_提示された文章_.
★ ★ ★
長年良くならない症状をお持ちの方へ:「お菓子」をやめてみませんか?
こんにちは。やまぐち呼吸器内科・皮膚科クリニックの山口裕礼です。
当院には、ほかの大学病院を含む複数の医療機関を受診されながら、薬で症状をしのいでいるものの、なかなか改善せず一進一退を繰り返している患者様がいらっしゃいます。
「これ以上何もできない」と感じてしまう方も少なくありませんが、
まずは食生活の中でも“お菓子”を見直すことを提案させていただきます
お菓子を好きな方には少し酷な話かもしれませんが、長年良くならない症状をお持ちの方ほど、思い切ってお菓子をやめてみる・減らしてみることで症状改善のきっかけになる可能性があります。
お菓子の健康への影響
以下では、お菓子に含まれる代表的な成分・要素と、その過剰摂取がもたらす可能性のある悪影響について、科学的根拠を交えながらご紹介します。
- 糖分(砂糖・ブドウ糖・果糖など)
- お菓子には高濃度の糖分が含まれており、血糖値を急激に上昇させる原因となります。
- 血糖値の乱高下はインスリン抵抗性の上昇や2型糖尿病のリスク増加、脂肪肝などへつながることが知られています。
- 科学的根拠: WHO(世界保健機関)は2015年に「成人・小児の1日の遊離糖(加糖)の摂取量は総エネルギーの5%以下に抑えること」を推奨しています。
- 脂質(トランス脂肪酸・飽和脂肪酸など)
- スナック菓子や市販の焼き菓子、揚げ菓子にはトランス脂肪酸や飽和脂肪酸が多く含まれる場合があります。
- トランス脂肪酸の摂取は、心血管疾患リスクの上昇やLDL(悪玉)コレステロールの増加につながる可能性があります。
- 科学的根拠: AHA(アメリカ心臓協会)は「トランス脂肪酸の摂取を極力避けること」「飽和脂肪酸を1日の総エネルギー摂取量の5~6%未満に抑えること」を推奨しています。
- 添加物(人工着色料・保存料など)
- 一部の人工着色料は、子どもの注意欠陥・多動性障害(ADHD)の症状を悪化させる可能性があるとの報告もあります。
- 保存料(亜硝酸塩など)は、特定条件下で発がん性物質に変化するリスクがあると指摘されています。
- 甘味料(人工甘味料など)
- アスパルテームやスクラロースなどの人工甘味料はカロリーを抑えられる一方、腸内細菌叢(腸内フローラ)に影響し、インスリン抵抗性や食欲に影響を与える可能性が示唆されています。
- 塩分
- スナック菓子には高濃度の塩分が含まれていることが多く、高血圧の原因となり、心疾患や脳卒中のリスクを高めます。
- カロリー密度(エネルギー密度)が高い
- お菓子は少量でもカロリーが高く、過剰摂取しやすいため体重増加につながりやすいです。
★ ★ ★
_データセット_.
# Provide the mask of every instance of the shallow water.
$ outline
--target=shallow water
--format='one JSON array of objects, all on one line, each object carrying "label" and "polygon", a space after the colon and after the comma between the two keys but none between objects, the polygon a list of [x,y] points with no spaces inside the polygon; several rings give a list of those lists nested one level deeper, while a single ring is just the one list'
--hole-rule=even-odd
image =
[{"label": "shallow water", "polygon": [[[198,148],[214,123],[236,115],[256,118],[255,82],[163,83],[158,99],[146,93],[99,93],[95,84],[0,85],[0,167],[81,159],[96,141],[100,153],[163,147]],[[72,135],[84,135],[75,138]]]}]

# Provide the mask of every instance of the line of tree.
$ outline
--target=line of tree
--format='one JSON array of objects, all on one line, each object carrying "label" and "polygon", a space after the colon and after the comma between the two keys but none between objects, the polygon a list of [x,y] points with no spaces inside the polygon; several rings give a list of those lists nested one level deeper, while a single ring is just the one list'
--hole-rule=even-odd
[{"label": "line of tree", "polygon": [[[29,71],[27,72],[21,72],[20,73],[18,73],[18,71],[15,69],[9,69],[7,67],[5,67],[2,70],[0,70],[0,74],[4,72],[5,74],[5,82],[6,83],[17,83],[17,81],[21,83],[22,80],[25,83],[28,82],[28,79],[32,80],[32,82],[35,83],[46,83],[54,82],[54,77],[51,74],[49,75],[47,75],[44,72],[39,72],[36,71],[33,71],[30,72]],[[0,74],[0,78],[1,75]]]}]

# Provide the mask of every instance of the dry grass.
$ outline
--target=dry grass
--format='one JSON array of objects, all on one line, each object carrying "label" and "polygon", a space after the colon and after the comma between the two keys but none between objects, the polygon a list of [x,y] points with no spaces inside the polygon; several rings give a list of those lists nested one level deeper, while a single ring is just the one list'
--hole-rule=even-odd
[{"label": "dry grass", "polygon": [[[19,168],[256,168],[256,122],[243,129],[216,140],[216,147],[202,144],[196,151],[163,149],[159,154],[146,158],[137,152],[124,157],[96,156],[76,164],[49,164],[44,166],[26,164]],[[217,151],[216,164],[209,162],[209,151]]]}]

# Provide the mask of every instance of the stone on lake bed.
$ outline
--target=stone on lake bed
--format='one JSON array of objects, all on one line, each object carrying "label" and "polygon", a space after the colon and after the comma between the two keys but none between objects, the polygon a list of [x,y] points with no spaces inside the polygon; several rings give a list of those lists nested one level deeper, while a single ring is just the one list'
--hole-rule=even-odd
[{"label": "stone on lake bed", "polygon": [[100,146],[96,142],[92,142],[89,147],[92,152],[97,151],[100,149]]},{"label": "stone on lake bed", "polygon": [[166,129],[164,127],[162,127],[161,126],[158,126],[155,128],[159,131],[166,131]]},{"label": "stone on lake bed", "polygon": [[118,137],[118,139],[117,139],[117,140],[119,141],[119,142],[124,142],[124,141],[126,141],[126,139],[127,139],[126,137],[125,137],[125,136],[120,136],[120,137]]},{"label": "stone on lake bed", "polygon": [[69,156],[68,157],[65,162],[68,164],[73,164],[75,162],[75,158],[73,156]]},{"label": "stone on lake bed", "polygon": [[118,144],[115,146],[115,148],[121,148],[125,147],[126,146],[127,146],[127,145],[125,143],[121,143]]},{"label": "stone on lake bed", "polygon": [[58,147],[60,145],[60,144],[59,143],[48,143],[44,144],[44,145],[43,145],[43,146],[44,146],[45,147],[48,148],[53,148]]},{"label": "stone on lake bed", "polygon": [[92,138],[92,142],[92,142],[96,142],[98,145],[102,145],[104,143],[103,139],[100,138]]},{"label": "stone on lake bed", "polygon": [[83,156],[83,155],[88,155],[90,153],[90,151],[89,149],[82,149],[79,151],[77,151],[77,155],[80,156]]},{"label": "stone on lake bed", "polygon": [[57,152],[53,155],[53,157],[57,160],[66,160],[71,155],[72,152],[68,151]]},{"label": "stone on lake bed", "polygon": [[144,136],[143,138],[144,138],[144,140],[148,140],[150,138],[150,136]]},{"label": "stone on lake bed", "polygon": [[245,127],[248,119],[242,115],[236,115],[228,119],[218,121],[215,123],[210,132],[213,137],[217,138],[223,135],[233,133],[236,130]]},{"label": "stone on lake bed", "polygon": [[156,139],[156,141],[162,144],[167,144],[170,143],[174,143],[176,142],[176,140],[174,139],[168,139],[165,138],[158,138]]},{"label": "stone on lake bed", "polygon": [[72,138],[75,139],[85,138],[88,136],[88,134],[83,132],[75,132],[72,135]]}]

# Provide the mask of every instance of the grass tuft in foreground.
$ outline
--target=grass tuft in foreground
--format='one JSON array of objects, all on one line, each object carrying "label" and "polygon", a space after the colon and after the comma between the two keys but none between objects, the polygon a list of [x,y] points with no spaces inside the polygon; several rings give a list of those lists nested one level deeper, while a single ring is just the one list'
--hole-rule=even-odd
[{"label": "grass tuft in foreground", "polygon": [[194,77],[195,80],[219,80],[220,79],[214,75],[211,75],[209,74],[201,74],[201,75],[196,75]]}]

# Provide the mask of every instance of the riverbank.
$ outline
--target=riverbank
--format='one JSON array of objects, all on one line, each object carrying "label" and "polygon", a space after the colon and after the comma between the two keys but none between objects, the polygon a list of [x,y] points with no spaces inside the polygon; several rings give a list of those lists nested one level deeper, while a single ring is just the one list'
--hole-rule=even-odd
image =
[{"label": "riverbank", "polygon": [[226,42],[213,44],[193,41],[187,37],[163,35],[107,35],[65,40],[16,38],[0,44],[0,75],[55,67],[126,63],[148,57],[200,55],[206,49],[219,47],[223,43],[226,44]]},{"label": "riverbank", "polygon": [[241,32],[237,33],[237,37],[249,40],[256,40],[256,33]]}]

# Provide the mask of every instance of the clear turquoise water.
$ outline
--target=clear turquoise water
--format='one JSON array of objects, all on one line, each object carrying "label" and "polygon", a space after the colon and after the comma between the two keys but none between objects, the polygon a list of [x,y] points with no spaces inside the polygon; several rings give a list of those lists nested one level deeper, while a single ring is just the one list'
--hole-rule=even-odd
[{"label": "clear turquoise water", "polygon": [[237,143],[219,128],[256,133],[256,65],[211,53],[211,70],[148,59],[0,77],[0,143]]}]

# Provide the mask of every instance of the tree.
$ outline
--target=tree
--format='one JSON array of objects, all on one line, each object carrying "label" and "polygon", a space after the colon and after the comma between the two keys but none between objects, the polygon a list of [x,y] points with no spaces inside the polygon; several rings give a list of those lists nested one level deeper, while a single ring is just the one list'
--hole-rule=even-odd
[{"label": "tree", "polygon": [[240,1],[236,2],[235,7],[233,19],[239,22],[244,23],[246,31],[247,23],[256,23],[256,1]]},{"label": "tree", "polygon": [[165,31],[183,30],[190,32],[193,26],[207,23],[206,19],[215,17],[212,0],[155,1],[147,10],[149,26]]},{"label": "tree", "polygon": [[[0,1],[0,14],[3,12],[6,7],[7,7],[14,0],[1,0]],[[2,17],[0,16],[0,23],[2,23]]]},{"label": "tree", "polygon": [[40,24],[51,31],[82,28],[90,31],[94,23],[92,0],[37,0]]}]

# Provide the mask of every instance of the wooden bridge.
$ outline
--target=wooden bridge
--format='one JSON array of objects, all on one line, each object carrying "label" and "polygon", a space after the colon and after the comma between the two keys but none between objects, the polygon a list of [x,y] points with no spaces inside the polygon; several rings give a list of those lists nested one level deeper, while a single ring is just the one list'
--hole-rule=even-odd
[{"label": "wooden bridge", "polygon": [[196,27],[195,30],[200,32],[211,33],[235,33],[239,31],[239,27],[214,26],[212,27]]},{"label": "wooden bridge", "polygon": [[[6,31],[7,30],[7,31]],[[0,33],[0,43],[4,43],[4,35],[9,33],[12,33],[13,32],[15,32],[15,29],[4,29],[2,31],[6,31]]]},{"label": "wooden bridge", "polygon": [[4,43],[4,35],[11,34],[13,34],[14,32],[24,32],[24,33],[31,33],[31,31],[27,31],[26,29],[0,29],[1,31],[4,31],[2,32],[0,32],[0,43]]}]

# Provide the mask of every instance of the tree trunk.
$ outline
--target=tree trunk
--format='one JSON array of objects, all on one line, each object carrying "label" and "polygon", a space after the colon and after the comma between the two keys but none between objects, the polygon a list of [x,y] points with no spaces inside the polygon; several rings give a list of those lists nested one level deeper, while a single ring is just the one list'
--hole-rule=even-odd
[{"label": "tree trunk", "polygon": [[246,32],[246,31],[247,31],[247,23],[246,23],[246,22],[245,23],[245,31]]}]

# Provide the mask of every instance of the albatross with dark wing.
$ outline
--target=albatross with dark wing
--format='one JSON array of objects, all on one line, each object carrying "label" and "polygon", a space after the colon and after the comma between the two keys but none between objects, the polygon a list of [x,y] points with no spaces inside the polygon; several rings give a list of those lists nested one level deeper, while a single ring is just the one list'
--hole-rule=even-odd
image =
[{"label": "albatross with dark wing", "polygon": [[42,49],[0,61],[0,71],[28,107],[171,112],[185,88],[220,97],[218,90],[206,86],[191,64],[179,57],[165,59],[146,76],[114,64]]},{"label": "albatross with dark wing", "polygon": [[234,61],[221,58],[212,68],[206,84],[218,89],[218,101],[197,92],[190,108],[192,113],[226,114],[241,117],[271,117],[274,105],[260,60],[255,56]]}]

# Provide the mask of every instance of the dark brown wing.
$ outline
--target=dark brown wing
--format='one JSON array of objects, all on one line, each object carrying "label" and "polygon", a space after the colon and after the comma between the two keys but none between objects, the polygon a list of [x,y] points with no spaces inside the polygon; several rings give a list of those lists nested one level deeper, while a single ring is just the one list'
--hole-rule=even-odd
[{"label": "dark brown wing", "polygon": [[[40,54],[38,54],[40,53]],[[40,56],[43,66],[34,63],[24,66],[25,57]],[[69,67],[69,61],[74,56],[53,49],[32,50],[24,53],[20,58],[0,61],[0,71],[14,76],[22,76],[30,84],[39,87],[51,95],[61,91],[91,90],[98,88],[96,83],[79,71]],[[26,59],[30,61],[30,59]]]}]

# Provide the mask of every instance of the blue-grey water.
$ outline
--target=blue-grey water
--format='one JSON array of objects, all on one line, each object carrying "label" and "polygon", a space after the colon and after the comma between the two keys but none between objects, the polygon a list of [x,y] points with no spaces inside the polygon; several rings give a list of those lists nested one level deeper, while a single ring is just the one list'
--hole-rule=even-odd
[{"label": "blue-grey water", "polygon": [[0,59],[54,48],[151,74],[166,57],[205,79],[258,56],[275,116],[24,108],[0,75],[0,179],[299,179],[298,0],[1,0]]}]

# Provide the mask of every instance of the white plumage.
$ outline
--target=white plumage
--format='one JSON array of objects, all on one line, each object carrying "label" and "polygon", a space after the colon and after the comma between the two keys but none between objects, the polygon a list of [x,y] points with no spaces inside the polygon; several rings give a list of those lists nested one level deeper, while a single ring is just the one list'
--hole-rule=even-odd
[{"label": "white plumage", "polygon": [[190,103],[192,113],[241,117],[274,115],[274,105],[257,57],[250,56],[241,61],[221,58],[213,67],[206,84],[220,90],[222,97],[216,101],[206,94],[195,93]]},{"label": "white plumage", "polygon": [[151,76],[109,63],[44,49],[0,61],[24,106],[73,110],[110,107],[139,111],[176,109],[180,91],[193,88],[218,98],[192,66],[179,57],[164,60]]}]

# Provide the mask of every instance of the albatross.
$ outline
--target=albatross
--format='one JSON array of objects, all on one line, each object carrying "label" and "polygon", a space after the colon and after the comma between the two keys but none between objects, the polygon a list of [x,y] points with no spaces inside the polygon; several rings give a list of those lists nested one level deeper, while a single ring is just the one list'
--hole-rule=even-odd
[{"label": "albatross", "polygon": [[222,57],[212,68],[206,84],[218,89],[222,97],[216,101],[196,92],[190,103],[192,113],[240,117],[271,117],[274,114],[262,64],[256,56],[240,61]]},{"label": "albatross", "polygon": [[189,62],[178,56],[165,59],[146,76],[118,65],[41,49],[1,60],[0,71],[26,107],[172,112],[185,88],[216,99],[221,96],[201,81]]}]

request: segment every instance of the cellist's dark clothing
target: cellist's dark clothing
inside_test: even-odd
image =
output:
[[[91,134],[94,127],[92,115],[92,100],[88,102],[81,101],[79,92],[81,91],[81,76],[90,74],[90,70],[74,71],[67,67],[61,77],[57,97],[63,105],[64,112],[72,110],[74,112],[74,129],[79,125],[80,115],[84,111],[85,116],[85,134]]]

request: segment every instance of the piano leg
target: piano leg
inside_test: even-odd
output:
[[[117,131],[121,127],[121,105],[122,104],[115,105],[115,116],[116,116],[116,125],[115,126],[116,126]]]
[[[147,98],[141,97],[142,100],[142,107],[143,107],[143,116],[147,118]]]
★ ★ ★
_取り組む作業 A_.
お菓子と健康についての文章の内容を、2文で要約せよ。
_取り組む作業 B_.
お菓子と健康についての文章を読み、次の問いに答えよ。
(i) WHOは1日の遊離糖(加糖)の摂取量を総エネルギーの何%以下に抑えるよう推奨しているか。
(ii) AHAは飽和脂肪酸を1日の総エネルギー摂取量の何%未満に抑えるよう推奨しているか。
(iii) 人工甘味料の例として挙げられているものは何か。
_取り組む作業 C_.
お菓子と健康についての文章の続きを書け。

_解答欄 A_.
長年良くならない症状がある人にとって、お菓子をやめたり減らしたりすることは症状改善のきっかけになる可能性がある。お菓子に含まれる糖分、脂質、添加物、人工甘味料、塩分と高いカロリー密度は、過剰に摂ると血糖値の乱高下、心血管疾患、高血圧、体重増加などの悪影響をもたらしうる。

_解答欄 B_.
(i) 5%以下
(ii) 5~6%未満
(iii) アスパルテームとスクラロース

_解答欄 C_.
- 肥満は糖尿病や高血圧、脂質異常症など生活習慣病のリスクを高める要因のひとつです。
- 栄養の不均衡
- お菓子には、ビタミン・ミネラル・食物繊維など、身体の機能を保つために必要な栄養素がほとんど含まれていません。
- お菓子が多い食生活では、結果的に栄養バランスが乱れ、免疫力の低下や体調不良につながることがあります。
お菓子をやめる・減らすメリット
- 症状改善の可能性: 長年変わらなかった体調が、糖分や添加物などの負担を減らすことで好転するケースが見られます。
- 薬の負担を軽減: 体質や症状が改善し、不要な薬剤を減らせる可能性があります。
- 生活習慣全体の見直し: お菓子を控えることをきっかけに、食事全体の栄養バランスや生活リズム、運動習慣を整えるようになる方も少なくありません。
まずはできる範囲で始めてみましょう
お菓子のやめ方
- 段階的にやめる・減らす: いきなりゼロにするのが難しい場合は、まずは1日の摂取量や頻度を減らすところから始めてみてください。
- 置き換え: おやつにナッツや果物を取り入れてみるなど、質の良い食品に置き換える方法も有効です。
- 周囲の理解を得る: 家族や職場の仲間など、周りの方の協力があると長続きしやすくなります。
私たち医療従事者は、患者様が少しでも健康を取り戻し、日々の生活の質を上げられるよう全力でサポートいたします。
長年良くならない症状にお悩みの方は、まずは「お菓子」を見直してみることをぜひご検討ください
症状の変化やご不安な点がありましたら、いつでも遠慮なくご相談ください。
些細なことでも構いません。
一緒により良い方向へ進む方法を模索してまいりましょう。